## Required work
All of the records are to be copied out exactly, with nothing left out.

## Natural-language object grounding data

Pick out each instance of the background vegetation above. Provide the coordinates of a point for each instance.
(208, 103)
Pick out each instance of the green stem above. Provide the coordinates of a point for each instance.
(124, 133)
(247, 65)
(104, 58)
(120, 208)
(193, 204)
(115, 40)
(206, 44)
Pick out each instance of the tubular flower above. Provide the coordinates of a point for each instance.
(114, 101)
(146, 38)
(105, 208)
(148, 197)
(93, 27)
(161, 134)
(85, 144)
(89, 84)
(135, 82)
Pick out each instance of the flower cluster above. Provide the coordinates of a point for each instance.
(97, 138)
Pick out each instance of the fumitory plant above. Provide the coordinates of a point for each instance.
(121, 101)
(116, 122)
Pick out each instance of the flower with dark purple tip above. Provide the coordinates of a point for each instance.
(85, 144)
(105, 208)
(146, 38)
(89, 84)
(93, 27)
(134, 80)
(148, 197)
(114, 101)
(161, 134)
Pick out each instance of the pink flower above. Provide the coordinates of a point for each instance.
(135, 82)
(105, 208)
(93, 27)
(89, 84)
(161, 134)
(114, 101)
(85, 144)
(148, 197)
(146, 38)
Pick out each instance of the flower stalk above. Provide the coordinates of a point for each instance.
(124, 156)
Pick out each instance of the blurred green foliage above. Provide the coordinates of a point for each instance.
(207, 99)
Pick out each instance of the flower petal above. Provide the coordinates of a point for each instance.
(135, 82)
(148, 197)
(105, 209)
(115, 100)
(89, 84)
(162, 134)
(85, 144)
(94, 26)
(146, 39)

## Solution for this task
Pick out each instance of the background vegetation above. Provide the coordinates of a point for each instance.
(208, 103)
Pick out each instance of the green stem above. Provide the coordinates of a point for each instance.
(124, 133)
(247, 65)
(104, 58)
(120, 208)
(193, 204)
(115, 40)
(206, 44)
Pick out each instance of the tubular flower above. Provide the coordinates of a point for each instance.
(114, 101)
(146, 38)
(105, 208)
(148, 197)
(93, 27)
(161, 134)
(85, 144)
(89, 84)
(135, 82)
Pick out each instance of the flower cluster above. Provide the coordinates of a point for each instance.
(97, 138)
Pick out each instance of the fumitory plant above. Provide the coordinates of a point for each instance.
(121, 101)
(116, 122)
Pick out each instance of the flower with dark purple tip above. Provide the coordinates of a point for each instance.
(85, 144)
(105, 208)
(146, 38)
(89, 84)
(93, 27)
(134, 80)
(148, 197)
(114, 101)
(161, 134)
Pick out each instance of the pink flower above. Provide the coordinates of a point for each instance.
(135, 82)
(105, 208)
(93, 27)
(89, 84)
(161, 134)
(114, 101)
(85, 144)
(148, 197)
(146, 38)
Pick out each instance of the flower stalk above. Provide the coordinates of a point for each instance.
(124, 156)
Pick out each instance of the blurred green foliage above. Provide the coordinates of a point for each instance.
(207, 99)
Pick out each instance of the flower petal above. Provide the coordinates of a point for each instance.
(135, 82)
(148, 197)
(105, 209)
(115, 100)
(89, 84)
(162, 134)
(85, 144)
(94, 26)
(146, 39)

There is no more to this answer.